◆ DIRECTIVE A ◆
In the kayak fishing thread, what kayak did the first poster recently buy, and from whom?
◆ DIRECTIVE B ◆
Write what comes next in the kayak fishing thread, picking up after its last line.

━━━ SELECTION

# Dumb Questions- Again!



## Ronaulmtd (Feb 8, 2011)

As more and more folks try their hand at this, I am positive you get repetitive dumb questions from us wannabe's...but since I don't know the answers- here goes more-by the way, I recently purchased a used Mad River Synergy 14 hybrid yak from Metroman- his SS Metro. It is pretty close to "ready to fish." I just have to putty down the transducer... 
1. Fishing in the bay out of a yak, what licenses do you need? I have the NOAA registration card.
2. Clothing- as you do get somewhat wet launching and paddling, what protective clothing do you recommend for early spring and late fall fishing?
3.Tackle is geared to species you want to catch and fishing from water is different than shore, so I think most any freshwater heavy-duty bass tackle will suffice, but what baits, lures, etc. do you use for most middle/upper bay species?
4. Do you carry a hand bilge pump to keep cockpits dry? Do sprayshields keep you from getting wet? I have never seen the bay without some waves sometime during the day.
5. Anchoring or drifting? How do you do the anchor- what size and types do you recommend?
6. Navigation- Compass or GPS? I have been on the water when fog made it impossible to navigate by sight- without some navigation aids, you would be "up the creek without a paddle!"
7. Safety equipment- what do you recommend for bay fishing?


----------



## Wilber (May 20, 2003)

Kayak Fishing Magazine is an on line Mag with articles and info on Kayak fishing. Good resource.


----------



## mytmouse (Jan 24, 2009)

1) You need a bay sport license... nothing extra/special since your in a yak.
2) If you can afford it, a dry suit is the best... however, I go with a pair of overall waders... Others add dry tops with their waders.
3) Can't go wrong with a top/bottom rig for craker and spot. I like to liveline for Stripers and/or blues. Jigging spoons are good around the bridge. I use bass assasins, beetle spins for white Perch.
4) For the yak you have, your gonna need something to get the water out... A cup will probably be sufficient, but a pump would probably make the process a million times quicker. I have been out on the with Metroman numerous times with that yak. There was just once where taking on water was a concern, and honestly we shouldn't have even been on the water that day. Easily 4-6 foot swells near the bay bridge... 
5) I have never anchored anywhere... I always drift...
6) Never used any... haven't got lost yet...lol
7) PFD! If you going alone a handheld radio just in case. Gear leashes!!! And water...lol!

I hope this helps you out some...

Myt


----------



## Ronaulmtd (Feb 8, 2011)

━━━━━━
━━━ INFORMATION SUPPLIED

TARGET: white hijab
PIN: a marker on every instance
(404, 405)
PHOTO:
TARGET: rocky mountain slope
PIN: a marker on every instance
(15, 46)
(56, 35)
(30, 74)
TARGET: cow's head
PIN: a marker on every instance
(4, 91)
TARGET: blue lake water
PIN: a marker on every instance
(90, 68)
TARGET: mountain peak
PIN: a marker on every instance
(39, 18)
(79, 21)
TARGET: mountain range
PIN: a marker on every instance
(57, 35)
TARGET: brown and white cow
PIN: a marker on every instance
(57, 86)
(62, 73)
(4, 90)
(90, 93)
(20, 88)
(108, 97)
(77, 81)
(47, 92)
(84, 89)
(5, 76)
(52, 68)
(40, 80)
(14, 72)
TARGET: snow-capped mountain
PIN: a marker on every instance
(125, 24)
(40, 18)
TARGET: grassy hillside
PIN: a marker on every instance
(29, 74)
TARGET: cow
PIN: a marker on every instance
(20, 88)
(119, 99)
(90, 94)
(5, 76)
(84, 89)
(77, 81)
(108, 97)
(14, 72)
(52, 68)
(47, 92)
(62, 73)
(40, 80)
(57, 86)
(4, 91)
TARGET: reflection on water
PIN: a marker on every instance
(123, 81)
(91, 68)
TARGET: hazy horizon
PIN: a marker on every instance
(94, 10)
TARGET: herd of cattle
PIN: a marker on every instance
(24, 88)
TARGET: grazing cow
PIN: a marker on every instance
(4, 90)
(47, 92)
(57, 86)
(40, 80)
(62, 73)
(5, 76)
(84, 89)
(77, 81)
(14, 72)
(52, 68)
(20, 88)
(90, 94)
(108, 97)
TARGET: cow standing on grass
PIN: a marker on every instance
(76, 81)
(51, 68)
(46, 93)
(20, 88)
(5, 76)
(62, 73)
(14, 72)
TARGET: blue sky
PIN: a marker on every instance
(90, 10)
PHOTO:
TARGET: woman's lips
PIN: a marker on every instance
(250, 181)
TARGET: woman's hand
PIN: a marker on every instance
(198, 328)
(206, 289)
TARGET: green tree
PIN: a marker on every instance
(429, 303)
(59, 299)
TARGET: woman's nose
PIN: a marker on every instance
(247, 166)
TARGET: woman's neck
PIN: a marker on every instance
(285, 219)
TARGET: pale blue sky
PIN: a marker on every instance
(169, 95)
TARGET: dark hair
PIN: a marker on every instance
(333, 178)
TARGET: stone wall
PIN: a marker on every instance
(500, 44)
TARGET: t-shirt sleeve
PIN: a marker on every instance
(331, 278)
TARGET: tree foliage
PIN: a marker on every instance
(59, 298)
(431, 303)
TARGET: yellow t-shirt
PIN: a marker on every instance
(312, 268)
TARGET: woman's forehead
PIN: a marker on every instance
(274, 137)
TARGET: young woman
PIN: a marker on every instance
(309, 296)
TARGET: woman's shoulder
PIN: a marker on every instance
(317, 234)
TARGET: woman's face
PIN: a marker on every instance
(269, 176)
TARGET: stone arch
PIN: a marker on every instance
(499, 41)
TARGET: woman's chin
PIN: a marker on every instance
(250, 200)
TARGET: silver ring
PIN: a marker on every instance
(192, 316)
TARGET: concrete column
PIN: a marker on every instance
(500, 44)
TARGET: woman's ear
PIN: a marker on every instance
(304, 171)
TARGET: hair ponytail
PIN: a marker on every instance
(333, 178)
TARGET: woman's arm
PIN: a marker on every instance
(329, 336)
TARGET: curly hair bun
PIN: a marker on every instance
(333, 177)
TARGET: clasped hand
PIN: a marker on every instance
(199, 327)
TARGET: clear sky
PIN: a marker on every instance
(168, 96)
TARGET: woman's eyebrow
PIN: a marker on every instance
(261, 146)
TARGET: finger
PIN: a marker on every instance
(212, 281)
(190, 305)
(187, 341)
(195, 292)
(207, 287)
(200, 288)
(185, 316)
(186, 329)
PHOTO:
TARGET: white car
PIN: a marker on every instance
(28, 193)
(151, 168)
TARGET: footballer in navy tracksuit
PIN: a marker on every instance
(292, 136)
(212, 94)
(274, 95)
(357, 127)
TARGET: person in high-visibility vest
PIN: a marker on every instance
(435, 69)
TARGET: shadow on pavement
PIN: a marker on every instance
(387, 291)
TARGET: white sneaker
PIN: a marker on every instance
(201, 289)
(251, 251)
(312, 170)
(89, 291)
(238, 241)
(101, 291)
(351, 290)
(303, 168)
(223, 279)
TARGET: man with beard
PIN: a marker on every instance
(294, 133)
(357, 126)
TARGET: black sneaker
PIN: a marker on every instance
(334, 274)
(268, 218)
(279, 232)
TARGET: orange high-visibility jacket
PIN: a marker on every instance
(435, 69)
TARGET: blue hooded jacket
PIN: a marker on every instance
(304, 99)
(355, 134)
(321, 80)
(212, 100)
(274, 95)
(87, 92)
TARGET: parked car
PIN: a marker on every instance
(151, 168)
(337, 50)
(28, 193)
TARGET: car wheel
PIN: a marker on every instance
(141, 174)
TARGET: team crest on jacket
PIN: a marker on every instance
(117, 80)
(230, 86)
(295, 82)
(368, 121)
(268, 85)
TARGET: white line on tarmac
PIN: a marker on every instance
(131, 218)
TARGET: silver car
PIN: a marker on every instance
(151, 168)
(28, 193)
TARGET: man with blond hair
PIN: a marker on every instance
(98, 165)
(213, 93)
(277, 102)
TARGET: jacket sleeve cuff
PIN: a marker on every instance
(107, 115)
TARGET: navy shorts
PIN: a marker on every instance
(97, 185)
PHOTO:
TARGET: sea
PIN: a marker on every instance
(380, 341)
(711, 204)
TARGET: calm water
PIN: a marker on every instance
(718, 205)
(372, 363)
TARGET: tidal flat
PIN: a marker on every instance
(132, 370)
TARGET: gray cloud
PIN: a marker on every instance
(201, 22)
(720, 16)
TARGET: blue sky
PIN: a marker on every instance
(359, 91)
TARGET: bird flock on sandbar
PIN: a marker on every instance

━━━━━━

◆ EXERCISE RESULT A ◆
A used Mad River Synergy 14 hybrid kayak, bought from Metroman.

◆ EXERCISE RESULT B ◆
Thanks- it does a lot. I think I am starting out staying in the creeks and hanging around Mitchell Creek- by Cobb Island


----------



## mytmouse (Jan 24, 2009)

Oh then you will be good to go back there!!! Just take your time... get to know the boat and you'll be fine...

MYT


----------



## Trapper (Aug 20, 2007)

Try and hook up with someone your first time out. and get some pointers. TAKE YOUR TIME


----------



## richardbb85 (Apr 18, 2009)

Ronaulmtd said:


> Thanks- it does a lot. I think I am starting out staying in the creeks and hanging around Mitchell Creek- by Cobb Island


try out bushwood wharf when the croakers are in, it's a well protected area with a lot of fishes around + minimal boat traffic


----------



## Ronaulmtd (Feb 8, 2011)

Being that I don't know anything about kayak fishing other than watching Kayak Kevin's video a time or two, I'll take your advice and try to find someone experienced to go the first time and that maybe will keep me from swimming back in. 

The Mad River Synergy is supposed to be very stable but it is still a kayak that will toss your butt into the water in a NY second if you aren't careful. Everyone that has ever owned a boat has gone for at least one swim they weren't expecting to.


----------



## MetroMan (Mar 7, 2009)

When you're ready to head out, let me know. If I'm free, I'll join ya.


----------



## JapaneseZero (Jul 27, 2009)

MetroMan said:


> When you're ready to head out, let me know. If I'm free, I'll join ya.


Same here... i wont be able to fish week days but with enough heads up a weekend day is a go. I need to get my new yak rigged first which will probably take about a month. Depends on how fast humminbird swaps the transducer, how long it takes to get my fish finder from cabelas, and my new paddle from amazon. (AT fishstick reg $339 on sale for $170!!!)


----------



## surfnsam (Apr 28, 2008)

i would say minimum saftey devices are pfd, knife, paddle leash, some sort of signaling device i use a small mirror and a mini air horn, and if you dont want to lose stuff to davy jones's locker leash them or put floats on them. if you need a tow back in call metros sea tow


----------



## OBX_Rat (Jul 12, 2007)

Hey Ronaulmtd shoot me a PM and let me know what part of southern maryland you are in and maybe we can hook up so you can take a look at my rig and get some ideas, and maybe even go out on a paddle


----------



## OBX_Rat (Jul 12, 2007)

MD state law says all you need on a kayak or canoe is a PFD and a whistle, but there are more things you can do to be extra safe


----------



## Ronaulmtd (Feb 8, 2011)

Thanks fellas- I picked up my paddle, PFD and whistle at Dicks...ordered a extension for the bow cover (on clearance) from Harmony for weather and spray protection and a tie down kit. Waiting on UPS to deliver. I picked up the electrical duct seal and I am waiting for a fairly warm day to seal the transducer to the inner hull. I am looking at Horizon handheld VHF's and see the Hummingbird is a lot less expensive- is this how the fraternity communicates when on the water?


----------



## JapaneseZero (Jul 27, 2009)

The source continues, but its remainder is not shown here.